Aim:
Render the material below as a numbered list, omitting any blank lines.

Record extracts:

+++

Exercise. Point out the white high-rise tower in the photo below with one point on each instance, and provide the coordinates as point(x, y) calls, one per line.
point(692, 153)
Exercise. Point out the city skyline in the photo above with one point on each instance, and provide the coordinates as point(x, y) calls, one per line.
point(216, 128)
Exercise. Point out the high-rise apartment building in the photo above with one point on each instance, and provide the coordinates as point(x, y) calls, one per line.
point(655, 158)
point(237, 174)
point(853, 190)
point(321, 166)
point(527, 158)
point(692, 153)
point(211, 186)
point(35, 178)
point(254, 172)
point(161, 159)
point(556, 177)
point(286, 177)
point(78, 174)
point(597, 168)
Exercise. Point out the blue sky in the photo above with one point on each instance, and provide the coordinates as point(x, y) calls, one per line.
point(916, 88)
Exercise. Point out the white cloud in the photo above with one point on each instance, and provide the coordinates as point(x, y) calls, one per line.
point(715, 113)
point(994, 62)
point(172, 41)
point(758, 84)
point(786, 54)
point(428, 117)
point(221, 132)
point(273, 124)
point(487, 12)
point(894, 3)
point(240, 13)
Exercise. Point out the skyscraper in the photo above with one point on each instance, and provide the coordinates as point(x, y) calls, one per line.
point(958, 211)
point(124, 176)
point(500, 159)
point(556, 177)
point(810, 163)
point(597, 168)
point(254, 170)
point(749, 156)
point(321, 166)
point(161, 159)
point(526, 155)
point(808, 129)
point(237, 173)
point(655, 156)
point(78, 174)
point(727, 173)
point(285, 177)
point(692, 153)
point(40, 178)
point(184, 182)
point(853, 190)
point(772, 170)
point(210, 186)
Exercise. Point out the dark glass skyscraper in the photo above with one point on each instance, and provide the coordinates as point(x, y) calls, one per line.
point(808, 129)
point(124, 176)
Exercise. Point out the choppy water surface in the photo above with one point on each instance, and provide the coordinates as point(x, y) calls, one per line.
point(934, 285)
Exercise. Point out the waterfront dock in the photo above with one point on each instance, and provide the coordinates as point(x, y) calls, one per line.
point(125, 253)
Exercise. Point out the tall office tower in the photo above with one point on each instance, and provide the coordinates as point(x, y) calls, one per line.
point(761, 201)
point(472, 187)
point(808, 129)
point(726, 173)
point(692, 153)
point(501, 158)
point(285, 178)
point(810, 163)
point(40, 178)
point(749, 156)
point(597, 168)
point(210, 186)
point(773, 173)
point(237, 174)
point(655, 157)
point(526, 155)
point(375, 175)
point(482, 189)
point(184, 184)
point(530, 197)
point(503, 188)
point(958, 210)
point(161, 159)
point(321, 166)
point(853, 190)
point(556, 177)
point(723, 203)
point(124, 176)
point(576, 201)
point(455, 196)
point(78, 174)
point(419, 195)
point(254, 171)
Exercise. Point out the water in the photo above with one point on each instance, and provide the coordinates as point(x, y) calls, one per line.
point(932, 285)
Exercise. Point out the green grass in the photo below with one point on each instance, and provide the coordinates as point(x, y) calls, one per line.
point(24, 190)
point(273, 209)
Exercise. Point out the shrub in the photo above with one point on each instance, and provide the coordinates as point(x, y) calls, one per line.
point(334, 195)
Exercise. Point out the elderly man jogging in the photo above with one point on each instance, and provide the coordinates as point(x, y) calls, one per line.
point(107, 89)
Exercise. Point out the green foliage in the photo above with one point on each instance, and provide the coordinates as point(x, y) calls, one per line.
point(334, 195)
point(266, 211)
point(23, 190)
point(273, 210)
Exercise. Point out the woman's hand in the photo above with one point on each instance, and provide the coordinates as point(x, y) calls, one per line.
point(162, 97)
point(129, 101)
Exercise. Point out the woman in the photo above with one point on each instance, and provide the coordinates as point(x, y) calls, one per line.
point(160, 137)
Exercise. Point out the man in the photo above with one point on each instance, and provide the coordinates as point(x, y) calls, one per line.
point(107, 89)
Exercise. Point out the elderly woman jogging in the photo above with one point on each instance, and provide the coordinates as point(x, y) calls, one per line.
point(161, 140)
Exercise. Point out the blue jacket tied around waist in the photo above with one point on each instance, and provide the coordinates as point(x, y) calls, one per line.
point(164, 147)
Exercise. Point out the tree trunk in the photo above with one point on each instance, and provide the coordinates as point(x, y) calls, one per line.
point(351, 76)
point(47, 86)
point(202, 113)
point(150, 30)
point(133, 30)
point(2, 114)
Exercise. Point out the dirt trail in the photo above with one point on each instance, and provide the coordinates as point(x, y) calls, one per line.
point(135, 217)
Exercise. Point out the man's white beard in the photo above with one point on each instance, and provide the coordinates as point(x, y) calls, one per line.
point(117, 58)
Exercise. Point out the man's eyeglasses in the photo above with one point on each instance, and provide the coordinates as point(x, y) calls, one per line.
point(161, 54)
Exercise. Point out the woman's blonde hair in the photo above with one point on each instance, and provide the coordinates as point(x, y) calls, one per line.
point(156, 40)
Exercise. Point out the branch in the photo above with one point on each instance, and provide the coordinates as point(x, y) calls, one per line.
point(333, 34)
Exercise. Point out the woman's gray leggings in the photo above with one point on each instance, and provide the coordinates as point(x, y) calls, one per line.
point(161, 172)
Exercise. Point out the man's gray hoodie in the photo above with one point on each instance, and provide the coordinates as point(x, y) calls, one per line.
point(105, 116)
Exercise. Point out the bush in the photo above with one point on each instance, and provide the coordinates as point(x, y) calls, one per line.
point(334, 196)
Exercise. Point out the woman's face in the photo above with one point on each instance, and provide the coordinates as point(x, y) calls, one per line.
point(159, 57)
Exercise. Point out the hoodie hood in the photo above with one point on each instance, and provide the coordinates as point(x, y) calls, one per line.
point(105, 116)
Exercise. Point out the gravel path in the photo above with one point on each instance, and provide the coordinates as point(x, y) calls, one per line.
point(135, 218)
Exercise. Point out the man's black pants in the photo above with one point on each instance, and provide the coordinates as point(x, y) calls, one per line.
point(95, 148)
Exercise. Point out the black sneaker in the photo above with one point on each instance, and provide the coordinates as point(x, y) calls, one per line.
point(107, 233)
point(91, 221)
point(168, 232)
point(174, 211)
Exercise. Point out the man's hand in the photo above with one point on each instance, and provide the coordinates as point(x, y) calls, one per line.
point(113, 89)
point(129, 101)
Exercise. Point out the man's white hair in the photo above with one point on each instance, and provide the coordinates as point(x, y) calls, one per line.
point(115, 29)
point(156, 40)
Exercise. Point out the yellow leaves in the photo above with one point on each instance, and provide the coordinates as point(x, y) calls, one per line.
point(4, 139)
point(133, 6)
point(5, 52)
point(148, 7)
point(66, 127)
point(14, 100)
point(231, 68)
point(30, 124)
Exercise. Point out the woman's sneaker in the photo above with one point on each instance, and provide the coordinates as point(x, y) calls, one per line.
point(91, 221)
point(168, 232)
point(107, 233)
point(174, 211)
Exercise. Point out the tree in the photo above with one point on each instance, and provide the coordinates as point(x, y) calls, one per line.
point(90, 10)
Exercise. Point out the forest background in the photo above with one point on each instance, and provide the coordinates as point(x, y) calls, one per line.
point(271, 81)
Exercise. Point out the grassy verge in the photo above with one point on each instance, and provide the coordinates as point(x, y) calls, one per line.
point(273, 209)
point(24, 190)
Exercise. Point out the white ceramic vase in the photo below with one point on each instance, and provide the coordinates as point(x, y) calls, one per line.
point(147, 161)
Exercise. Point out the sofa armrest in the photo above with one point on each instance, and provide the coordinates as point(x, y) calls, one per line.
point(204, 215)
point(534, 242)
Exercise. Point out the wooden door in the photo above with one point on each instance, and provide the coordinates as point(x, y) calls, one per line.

+++

Completed exercise:
1. Exercise. Point out the white high-rise tower in the photo below with one point on each instance, and provide the coordinates as point(x, y) calls, one per line.
2. point(692, 153)
3. Exercise. Point out the city skyline in the photo above with one point on each instance, and provide the coordinates as point(x, y) calls, one per line.
4. point(216, 128)
5. Exercise. Point out the high-rise apartment building in the photo above with one point on each instance, and provide the coordinates as point(x, y) calls, one per line.
6. point(655, 158)
7. point(237, 174)
8. point(853, 190)
9. point(321, 166)
10. point(527, 158)
11. point(692, 153)
12. point(211, 186)
13. point(35, 178)
14. point(254, 172)
15. point(161, 159)
16. point(556, 177)
17. point(286, 177)
18. point(78, 174)
19. point(597, 168)
20. Exercise. Point out the blue sky in the photo above with one point on each instance, and provide the coordinates as point(x, y) calls, one per line.
21. point(916, 88)
22. Exercise. Point out the white cloud in the photo above with one point on each instance, and provide the coordinates as point(x, y) calls, one per line.
23. point(715, 113)
24. point(994, 62)
25. point(172, 41)
26. point(758, 84)
27. point(786, 54)
28. point(428, 117)
29. point(221, 132)
30. point(273, 124)
31. point(487, 12)
32. point(894, 3)
33. point(240, 13)
34. Exercise. Point out the skyscraper in the photo above with one point on each instance, and provide the coordinates as point(x, y) calls, one per line.
35. point(958, 211)
36. point(124, 176)
37. point(500, 159)
38. point(556, 177)
39. point(810, 163)
40. point(597, 168)
41. point(254, 170)
42. point(749, 156)
43. point(321, 166)
44. point(161, 159)
45. point(526, 155)
46. point(808, 129)
47. point(237, 173)
48. point(655, 156)
49. point(78, 174)
50. point(727, 173)
51. point(285, 177)
52. point(692, 153)
53. point(40, 178)
54. point(184, 182)
55. point(853, 190)
56. point(772, 170)
57. point(210, 186)
58. Exercise. Point out the dark glass skyscraper in the photo above with one point on each instance, and provide the coordinates as point(x, y) calls, one per line.
59. point(808, 129)
60. point(124, 176)
61. Exercise. Point out the choppy water surface in the photo above with one point on each instance, and provide the coordinates as point(x, y) calls, one per line.
62. point(934, 285)
63. Exercise. Point out the waterfront dock in the photo above with one point on each instance, and provide the coordinates as point(x, y) calls, one per line.
64. point(125, 253)
65. Exercise. Point out the tall office tower in the photo above with one point on each instance, and provide the coordinates as point(x, y) calls, one per line.
66. point(761, 201)
67. point(472, 187)
68. point(808, 129)
69. point(726, 173)
70. point(692, 153)
71. point(501, 158)
72. point(285, 178)
73. point(810, 163)
74. point(40, 178)
75. point(749, 156)
76. point(597, 168)
77. point(210, 186)
78. point(773, 173)
79. point(237, 174)
80. point(655, 157)
81. point(526, 155)
82. point(375, 175)
83. point(482, 189)
84. point(184, 184)
85. point(530, 197)
86. point(503, 188)
87. point(958, 210)
88. point(161, 159)
89. point(321, 166)
90. point(853, 190)
91. point(556, 177)
92. point(723, 203)
93. point(124, 176)
94. point(576, 201)
95. point(455, 196)
96. point(78, 174)
97. point(419, 195)
98. point(254, 171)
99. Exercise. Point out the water in the photo above with one point on each instance, and provide the coordinates as point(x, y) calls, one per line.
100. point(932, 285)
101. Exercise. Point out the green grass in the photo below with one point on each instance, and provide the coordinates as point(x, y) calls, one per line.
102. point(24, 190)
103. point(273, 209)
104. Exercise. Point out the shrub in the photo above with one point on each instance, and provide the coordinates as point(x, y) calls, one per line.
105. point(334, 195)
106. Exercise. Point out the elderly man jogging in the photo above with one point on each instance, and provide the coordinates as point(x, y) calls, one per line.
107. point(107, 89)
108. Exercise. Point out the green foliage in the photo above with one point on each instance, and provide the coordinates as point(x, y) calls, one per line.
109. point(334, 195)
110. point(266, 211)
111. point(23, 190)
112. point(273, 210)
113. Exercise. Point out the woman's hand in the photo above with one point on each instance, and provide the coordinates as point(x, y) calls, one per line.
114. point(162, 97)
115. point(129, 101)
116. Exercise. Point out the woman in the photo above with one point on each instance, and provide the coordinates as point(x, y) calls, one per line.
117. point(160, 137)
118. Exercise. Point out the man in the photo above with one point on each instance, and provide the coordinates as point(x, y) calls, one per line.
119. point(107, 89)
120. Exercise. Point out the elderly woman jogging in the photo above with one point on each instance, and provide the coordinates as point(x, y) calls, one per line.
121. point(161, 140)
122. Exercise. Point out the blue jacket tied around waist in the photo above with one point on each instance, and provide the coordinates as point(x, y) calls, one per line.
123. point(164, 147)
124. Exercise. Point out the tree trunk in the photo above with one point on each instance, and provide the coordinates as point(x, y) calls, one per line.
125. point(351, 76)
126. point(47, 86)
127. point(202, 113)
128. point(150, 30)
129. point(133, 30)
130. point(2, 114)
131. Exercise. Point out the dirt trail in the photo above with one point on each instance, and provide the coordinates as point(x, y) calls, one per line.
132. point(135, 217)
133. Exercise. Point out the man's white beard in the photo above with one point on each instance, and provide the coordinates as point(x, y) calls, one per line.
134. point(117, 58)
135. Exercise. Point out the man's eyeglasses in the photo above with one point on each instance, and provide the coordinates as point(x, y) calls, one per line.
136. point(161, 54)
137. Exercise. Point out the woman's blonde hair in the photo above with one point on each instance, and provide the coordinates as point(x, y) calls, one per line.
138. point(156, 40)
139. Exercise. Point out the branch in the photo above with one point on each instance, and provide the coordinates as point(x, y) calls, one per line.
140. point(333, 34)
141. Exercise. Point out the woman's gray leggings in the photo above with one point on each instance, and provide the coordinates as point(x, y) calls, one per line.
142. point(161, 172)
143. Exercise. Point out the man's gray hoodie in the photo above with one point on each instance, and provide the coordinates as point(x, y) calls, one per line.
144. point(105, 116)
145. Exercise. Point out the bush in the photo above with one point on each instance, and provide the coordinates as point(x, y) calls, one per line.
146. point(334, 196)
147. Exercise. Point out the woman's face in the photo above with one point on each instance, and provide the coordinates as point(x, y) calls, one per line.
148. point(159, 57)
149. Exercise. Point out the hoodie hood in the photo above with one point on each instance, and provide the coordinates as point(x, y) calls, one per line.
150. point(105, 116)
151. Exercise. Point out the gravel path in the photo above with one point on each instance, and provide the coordinates as point(x, y) calls, one per line.
152. point(135, 218)
153. Exercise. Point out the man's black pants in the photo above with one point on each instance, and provide the coordinates as point(x, y) calls, one per line.
154. point(95, 148)
155. Exercise. Point out the black sneaker in the photo above with one point on each instance, and provide the coordinates as point(x, y) calls, one per line.
156. point(107, 233)
157. point(91, 221)
158. point(168, 232)
159. point(174, 211)
160. Exercise. Point out the man's hand in the photo above with one point on each instance, and provide the coordinates as point(x, y) calls, one per line.
161. point(113, 89)
162. point(129, 101)
163. Exercise. Point out the man's white hair in the photo above with one point on each instance, and provide the coordinates as point(x, y) calls, one per line.
164. point(115, 29)
165. point(156, 40)
166. Exercise. Point out the yellow leaves in the photo above with one point on each instance, and provide the coordinates as point(x, y) calls, one per line.
167. point(4, 139)
168. point(133, 6)
169. point(5, 52)
170. point(148, 7)
171. point(66, 127)
172. point(14, 100)
173. point(231, 68)
174. point(30, 124)
175. Exercise. Point out the woman's sneaker in the photo above with one point on each instance, and provide the coordinates as point(x, y) calls, one per line.
176. point(91, 221)
177. point(168, 232)
178. point(107, 233)
179. point(174, 211)
180. Exercise. Point out the tree in the photo above with one point on each instance, and provide the coordinates as point(x, y) calls, one per line.
181. point(90, 10)
182. Exercise. Point out the forest background in the photo above with one point on each instance, and provide the coordinates as point(x, y) calls, one per line.
183. point(271, 81)
184. Exercise. Point out the grassy verge in the photo above with one point on each instance, and provide the coordinates as point(x, y) calls, one per line.
185. point(273, 209)
186. point(24, 190)
187. Exercise. Point out the white ceramic vase in the photo below with one point on each instance, and provide the coordinates as point(x, y) calls, one per line.
188. point(147, 161)
189. Exercise. Point out the sofa armrest in the photo above with one point on each instance, and provide the coordinates as point(x, y) calls, one per line.
190. point(204, 215)
191. point(534, 242)
192. Exercise. Point out the wooden door in the photo above with one point on each instance, and provide the coordinates as point(x, y) calls, one per line.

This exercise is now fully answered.